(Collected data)
☆ ☆ ☆ ☆ ☆ ☆ ☆

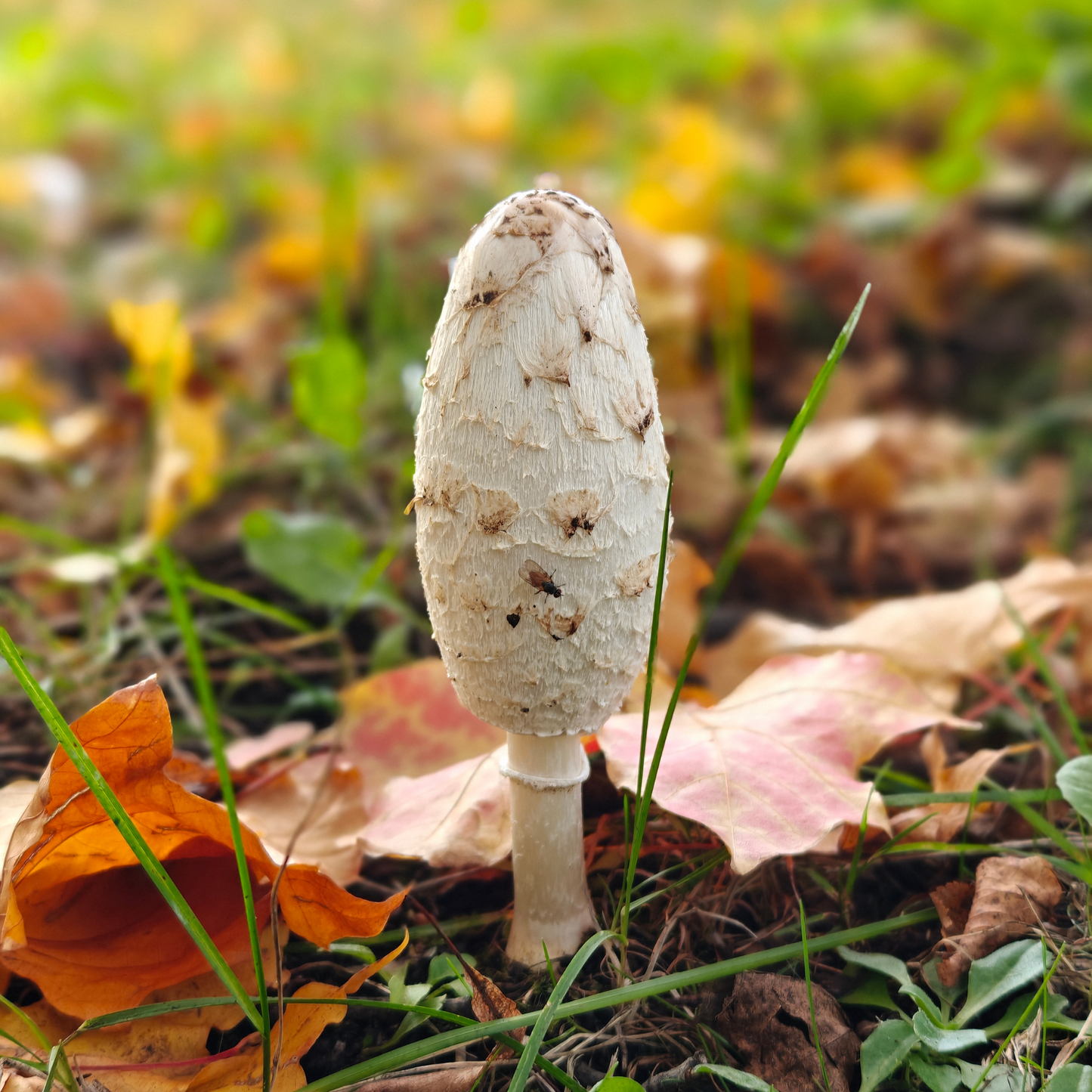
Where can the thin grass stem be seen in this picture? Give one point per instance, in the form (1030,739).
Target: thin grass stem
(812,1001)
(733,552)
(199,673)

☆ ☆ ☆ ☆ ☆ ☆ ☆

BRIEF -> Please pull out each line in the items that contains the string "grass".

RESPONSE TO THE TASK ->
Where can the thin grass stem be seen in this picture? Give one point per instance, in the form (1030,739).
Target: thin grass stem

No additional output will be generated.